Render every line of the items below as a numbered list, omitting any blank lines.

(begin)

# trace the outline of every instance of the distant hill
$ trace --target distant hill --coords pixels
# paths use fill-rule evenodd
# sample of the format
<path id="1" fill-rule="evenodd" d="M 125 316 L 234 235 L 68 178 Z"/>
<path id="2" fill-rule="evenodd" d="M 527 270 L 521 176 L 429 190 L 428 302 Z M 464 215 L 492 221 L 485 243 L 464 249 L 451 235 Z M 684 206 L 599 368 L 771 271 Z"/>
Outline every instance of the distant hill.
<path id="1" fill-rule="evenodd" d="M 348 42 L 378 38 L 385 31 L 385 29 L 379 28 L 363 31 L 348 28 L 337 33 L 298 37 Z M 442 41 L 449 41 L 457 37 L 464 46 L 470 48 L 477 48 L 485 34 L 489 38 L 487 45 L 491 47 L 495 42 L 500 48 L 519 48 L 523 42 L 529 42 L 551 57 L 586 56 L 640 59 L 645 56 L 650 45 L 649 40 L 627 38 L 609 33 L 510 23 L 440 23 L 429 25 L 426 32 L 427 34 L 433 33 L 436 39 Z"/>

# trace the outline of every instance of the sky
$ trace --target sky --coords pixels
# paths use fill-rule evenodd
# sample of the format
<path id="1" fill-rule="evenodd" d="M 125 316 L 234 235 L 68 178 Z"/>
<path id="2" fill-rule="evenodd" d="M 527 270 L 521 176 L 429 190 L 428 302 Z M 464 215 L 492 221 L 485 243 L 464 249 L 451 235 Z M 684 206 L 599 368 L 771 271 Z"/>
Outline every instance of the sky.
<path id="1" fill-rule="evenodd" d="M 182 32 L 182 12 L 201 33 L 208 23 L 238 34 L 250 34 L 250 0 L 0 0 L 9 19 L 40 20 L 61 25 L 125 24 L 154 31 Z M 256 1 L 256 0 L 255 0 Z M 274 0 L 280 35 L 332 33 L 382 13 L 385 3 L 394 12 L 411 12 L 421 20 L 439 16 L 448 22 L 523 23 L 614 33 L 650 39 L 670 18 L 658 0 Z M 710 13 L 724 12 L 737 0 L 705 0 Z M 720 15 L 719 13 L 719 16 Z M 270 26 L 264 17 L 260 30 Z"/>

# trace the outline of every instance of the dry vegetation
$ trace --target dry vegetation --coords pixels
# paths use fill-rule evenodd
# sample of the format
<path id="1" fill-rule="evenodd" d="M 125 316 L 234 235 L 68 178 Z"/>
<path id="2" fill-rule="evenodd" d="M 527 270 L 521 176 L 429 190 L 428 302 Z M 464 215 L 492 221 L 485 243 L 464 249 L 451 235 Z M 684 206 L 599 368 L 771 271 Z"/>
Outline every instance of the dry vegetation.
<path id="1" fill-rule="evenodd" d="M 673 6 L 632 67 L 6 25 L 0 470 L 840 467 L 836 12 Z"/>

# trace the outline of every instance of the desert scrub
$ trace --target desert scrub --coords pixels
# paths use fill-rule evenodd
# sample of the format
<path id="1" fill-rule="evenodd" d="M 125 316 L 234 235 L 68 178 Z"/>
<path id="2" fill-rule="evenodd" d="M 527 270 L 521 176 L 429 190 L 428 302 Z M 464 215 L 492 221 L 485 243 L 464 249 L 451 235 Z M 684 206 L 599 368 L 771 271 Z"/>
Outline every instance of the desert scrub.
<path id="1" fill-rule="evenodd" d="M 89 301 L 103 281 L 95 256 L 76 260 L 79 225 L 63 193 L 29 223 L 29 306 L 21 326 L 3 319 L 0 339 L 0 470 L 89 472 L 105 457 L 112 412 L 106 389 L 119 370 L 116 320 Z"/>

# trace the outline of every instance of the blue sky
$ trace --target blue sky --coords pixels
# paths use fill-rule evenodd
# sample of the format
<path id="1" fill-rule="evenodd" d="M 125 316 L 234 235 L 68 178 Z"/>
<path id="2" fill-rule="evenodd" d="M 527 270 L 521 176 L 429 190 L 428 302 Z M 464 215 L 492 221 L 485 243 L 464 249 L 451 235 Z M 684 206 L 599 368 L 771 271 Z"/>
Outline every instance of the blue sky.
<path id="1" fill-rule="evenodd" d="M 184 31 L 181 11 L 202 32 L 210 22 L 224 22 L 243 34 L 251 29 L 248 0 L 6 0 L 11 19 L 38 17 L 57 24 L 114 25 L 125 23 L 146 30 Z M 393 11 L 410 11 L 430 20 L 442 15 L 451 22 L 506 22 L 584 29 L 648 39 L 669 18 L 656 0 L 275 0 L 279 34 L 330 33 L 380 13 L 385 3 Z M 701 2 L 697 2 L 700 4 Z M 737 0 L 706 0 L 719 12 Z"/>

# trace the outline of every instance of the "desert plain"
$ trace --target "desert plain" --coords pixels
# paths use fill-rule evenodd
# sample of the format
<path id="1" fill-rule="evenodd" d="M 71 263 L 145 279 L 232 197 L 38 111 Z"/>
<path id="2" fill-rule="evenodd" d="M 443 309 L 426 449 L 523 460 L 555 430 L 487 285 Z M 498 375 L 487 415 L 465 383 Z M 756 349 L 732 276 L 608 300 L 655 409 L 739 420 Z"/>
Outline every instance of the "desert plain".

(end)

FINISHED EXERCISE ▸
1. # trace the outline of every instance of the distant hill
2. $ trace --target distant hill --coords pixels
3. # paths use fill-rule evenodd
4. # sample of the format
5. <path id="1" fill-rule="evenodd" d="M 125 316 L 234 235 L 68 178 Z"/>
6. <path id="2" fill-rule="evenodd" d="M 527 270 L 521 176 L 429 190 L 428 302 Z M 464 215 L 492 221 L 485 243 L 464 249 L 451 235 Z M 684 206 L 599 368 L 771 271 Z"/>
7. Outline every instance of the distant hill.
8. <path id="1" fill-rule="evenodd" d="M 348 42 L 378 38 L 385 31 L 385 29 L 379 28 L 363 31 L 348 28 L 337 33 L 298 37 Z M 442 41 L 449 41 L 457 37 L 464 46 L 470 48 L 477 48 L 485 34 L 489 38 L 487 45 L 491 47 L 495 42 L 500 48 L 519 48 L 523 42 L 529 42 L 551 57 L 586 56 L 640 59 L 645 56 L 650 45 L 649 40 L 627 38 L 609 33 L 510 23 L 440 23 L 429 25 L 426 32 L 427 34 L 433 33 L 436 39 Z"/>
9. # trace the outline of every instance of the sky
10. $ trace --target sky --coords pixels
11. # paths use fill-rule evenodd
12. # sample of the format
13. <path id="1" fill-rule="evenodd" d="M 125 316 L 234 235 L 68 178 Z"/>
14. <path id="2" fill-rule="evenodd" d="M 527 270 L 521 176 L 429 190 L 428 302 Z M 464 215 L 492 221 L 485 243 L 464 249 L 451 235 Z M 684 206 L 599 368 L 771 271 Z"/>
15. Outline every instance of the sky.
16. <path id="1" fill-rule="evenodd" d="M 182 32 L 182 12 L 201 33 L 208 23 L 238 34 L 250 34 L 250 0 L 0 0 L 9 19 L 40 20 L 61 25 L 125 24 L 154 31 Z M 256 1 L 256 0 L 255 0 Z M 274 0 L 280 35 L 332 33 L 382 13 L 385 3 L 394 12 L 411 12 L 421 20 L 439 16 L 448 22 L 523 23 L 614 33 L 650 39 L 670 18 L 658 0 Z M 710 13 L 724 12 L 737 0 L 705 0 Z M 720 15 L 719 13 L 719 16 Z M 270 26 L 264 17 L 260 30 Z"/>
17. # trace the outline of every instance of the dry vegetation
18. $ trace --target dry vegetation --coords pixels
19. # paths use fill-rule evenodd
20. # sample of the format
21. <path id="1" fill-rule="evenodd" d="M 125 316 L 234 235 L 68 178 Z"/>
22. <path id="2" fill-rule="evenodd" d="M 527 270 L 521 176 L 429 190 L 428 302 Z M 464 215 L 492 221 L 485 243 L 464 249 L 451 235 Z M 684 206 L 599 368 L 771 271 Z"/>
23. Outline every instance of the dry vegetation.
24. <path id="1" fill-rule="evenodd" d="M 673 6 L 632 67 L 6 25 L 0 470 L 840 467 L 836 12 Z"/>
25. # trace the outline of every instance of the desert scrub
26. $ trace --target desert scrub --coords pixels
27. # paths use fill-rule evenodd
28. # sample of the format
29. <path id="1" fill-rule="evenodd" d="M 125 316 L 234 235 L 68 178 Z"/>
30. <path id="2" fill-rule="evenodd" d="M 527 270 L 521 176 L 429 190 L 428 302 Z M 464 215 L 492 221 L 485 243 L 464 249 L 451 235 Z M 684 206 L 599 368 L 771 271 Z"/>
31. Outline every instance of the desert scrub.
32. <path id="1" fill-rule="evenodd" d="M 89 301 L 103 281 L 95 256 L 76 260 L 79 225 L 63 193 L 29 223 L 29 306 L 21 326 L 3 319 L 0 339 L 0 470 L 89 472 L 105 457 L 112 412 L 106 389 L 119 370 L 116 320 Z"/>
33. # trace the outline of every instance of the blue sky
34. $ trace --target blue sky --coords pixels
35. # paths use fill-rule evenodd
36. # sample of the format
37. <path id="1" fill-rule="evenodd" d="M 125 316 L 234 235 L 68 178 Z"/>
38. <path id="2" fill-rule="evenodd" d="M 527 270 L 521 176 L 429 190 L 428 302 Z M 464 215 L 492 221 L 485 243 L 464 249 L 451 235 Z M 684 206 L 599 368 L 771 271 Z"/>
39. Outline every instance of the blue sky.
40. <path id="1" fill-rule="evenodd" d="M 184 31 L 181 11 L 202 32 L 210 22 L 224 22 L 243 34 L 251 29 L 248 0 L 6 0 L 11 19 L 38 17 L 57 24 L 114 25 L 125 23 L 146 30 Z M 393 11 L 410 11 L 430 20 L 442 15 L 451 22 L 506 22 L 584 29 L 648 39 L 669 18 L 656 0 L 275 0 L 279 34 L 330 33 L 380 13 L 385 3 Z M 701 2 L 697 2 L 700 4 Z M 737 0 L 706 0 L 719 12 Z"/>
41. # trace the outline of every instance of the "desert plain"
42. $ trace --target "desert plain" --coords pixels
43. # paths use fill-rule evenodd
44. # sample of the format
45. <path id="1" fill-rule="evenodd" d="M 71 263 L 145 279 L 232 197 L 38 111 Z"/>
46. <path id="2" fill-rule="evenodd" d="M 443 309 L 426 449 L 523 460 L 555 430 L 487 285 Z M 498 375 L 487 415 L 465 383 Z M 756 349 L 732 276 L 608 300 L 655 409 L 739 420 Z"/>
47. Outline every instance of the "desert plain".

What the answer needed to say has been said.